Each line from the material with the word "zebra" in it must be copied.

----------------

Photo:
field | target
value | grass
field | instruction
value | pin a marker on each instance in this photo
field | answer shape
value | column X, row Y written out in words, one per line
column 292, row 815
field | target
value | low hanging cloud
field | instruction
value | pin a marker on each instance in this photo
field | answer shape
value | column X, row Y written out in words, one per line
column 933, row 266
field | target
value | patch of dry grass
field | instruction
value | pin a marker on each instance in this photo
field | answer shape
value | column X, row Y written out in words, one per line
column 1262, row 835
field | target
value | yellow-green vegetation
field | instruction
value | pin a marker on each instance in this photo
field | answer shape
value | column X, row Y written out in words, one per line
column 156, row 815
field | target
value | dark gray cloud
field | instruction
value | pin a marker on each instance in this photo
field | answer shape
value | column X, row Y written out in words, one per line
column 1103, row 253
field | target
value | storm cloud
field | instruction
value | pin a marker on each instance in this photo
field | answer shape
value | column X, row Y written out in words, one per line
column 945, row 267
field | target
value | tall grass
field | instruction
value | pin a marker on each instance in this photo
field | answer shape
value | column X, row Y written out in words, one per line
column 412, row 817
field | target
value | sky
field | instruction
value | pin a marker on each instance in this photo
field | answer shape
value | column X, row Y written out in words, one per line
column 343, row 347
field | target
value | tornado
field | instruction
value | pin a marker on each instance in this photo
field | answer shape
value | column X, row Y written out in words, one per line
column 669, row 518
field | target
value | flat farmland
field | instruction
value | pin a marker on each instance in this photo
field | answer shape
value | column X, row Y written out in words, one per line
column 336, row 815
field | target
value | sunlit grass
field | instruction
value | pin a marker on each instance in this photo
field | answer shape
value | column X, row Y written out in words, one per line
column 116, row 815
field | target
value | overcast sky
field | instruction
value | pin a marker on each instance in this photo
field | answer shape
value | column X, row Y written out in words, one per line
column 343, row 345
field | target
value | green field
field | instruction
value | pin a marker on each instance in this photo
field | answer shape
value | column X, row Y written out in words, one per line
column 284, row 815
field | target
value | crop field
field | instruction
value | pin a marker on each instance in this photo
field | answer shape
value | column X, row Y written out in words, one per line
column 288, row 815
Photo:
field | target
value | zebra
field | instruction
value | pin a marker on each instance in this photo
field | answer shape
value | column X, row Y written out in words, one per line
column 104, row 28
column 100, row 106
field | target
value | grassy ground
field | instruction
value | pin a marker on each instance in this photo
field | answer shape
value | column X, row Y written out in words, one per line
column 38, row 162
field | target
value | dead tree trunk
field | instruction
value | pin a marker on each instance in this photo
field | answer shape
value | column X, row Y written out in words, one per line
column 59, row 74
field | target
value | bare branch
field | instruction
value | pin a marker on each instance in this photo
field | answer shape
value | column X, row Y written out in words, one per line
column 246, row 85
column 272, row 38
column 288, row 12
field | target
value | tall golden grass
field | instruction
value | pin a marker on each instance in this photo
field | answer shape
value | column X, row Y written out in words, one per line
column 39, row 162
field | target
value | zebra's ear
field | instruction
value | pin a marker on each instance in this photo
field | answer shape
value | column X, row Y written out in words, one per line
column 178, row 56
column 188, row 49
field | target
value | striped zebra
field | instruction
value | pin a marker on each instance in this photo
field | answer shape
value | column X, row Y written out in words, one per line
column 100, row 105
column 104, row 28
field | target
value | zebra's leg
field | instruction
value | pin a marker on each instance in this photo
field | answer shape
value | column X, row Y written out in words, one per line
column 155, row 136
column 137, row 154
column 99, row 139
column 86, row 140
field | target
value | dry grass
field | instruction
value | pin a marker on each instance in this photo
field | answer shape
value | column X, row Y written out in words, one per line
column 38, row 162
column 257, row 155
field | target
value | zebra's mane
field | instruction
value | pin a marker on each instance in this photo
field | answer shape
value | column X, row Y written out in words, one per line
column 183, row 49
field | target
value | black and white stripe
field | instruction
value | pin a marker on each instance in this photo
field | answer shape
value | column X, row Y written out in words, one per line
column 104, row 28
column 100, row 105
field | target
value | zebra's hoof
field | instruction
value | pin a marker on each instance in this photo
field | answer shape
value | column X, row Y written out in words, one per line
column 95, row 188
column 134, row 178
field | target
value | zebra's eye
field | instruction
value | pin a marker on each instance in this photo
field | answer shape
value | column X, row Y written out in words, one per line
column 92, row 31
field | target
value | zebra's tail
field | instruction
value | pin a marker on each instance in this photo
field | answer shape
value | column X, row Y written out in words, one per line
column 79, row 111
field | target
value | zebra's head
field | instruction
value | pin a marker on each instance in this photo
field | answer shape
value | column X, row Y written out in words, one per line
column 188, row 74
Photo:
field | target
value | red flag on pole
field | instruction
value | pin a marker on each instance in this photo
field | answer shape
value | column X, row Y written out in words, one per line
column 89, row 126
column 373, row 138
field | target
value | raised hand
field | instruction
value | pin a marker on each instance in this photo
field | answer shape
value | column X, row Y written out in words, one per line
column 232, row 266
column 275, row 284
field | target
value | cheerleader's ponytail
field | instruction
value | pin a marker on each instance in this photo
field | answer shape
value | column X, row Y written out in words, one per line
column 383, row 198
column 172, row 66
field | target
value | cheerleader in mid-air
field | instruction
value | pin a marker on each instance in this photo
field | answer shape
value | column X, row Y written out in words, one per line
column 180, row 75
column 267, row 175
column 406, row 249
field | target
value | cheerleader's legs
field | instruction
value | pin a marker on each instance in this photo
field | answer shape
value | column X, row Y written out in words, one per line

----------------

__SOLUTION TO THIS TASK__
value | zebra
value | zebra's ear
value | striped zebra
value | zebra's leg
value | zebra's mane
value | zebra's hoof
value | zebra's eye
value | zebra's tail
value | zebra's head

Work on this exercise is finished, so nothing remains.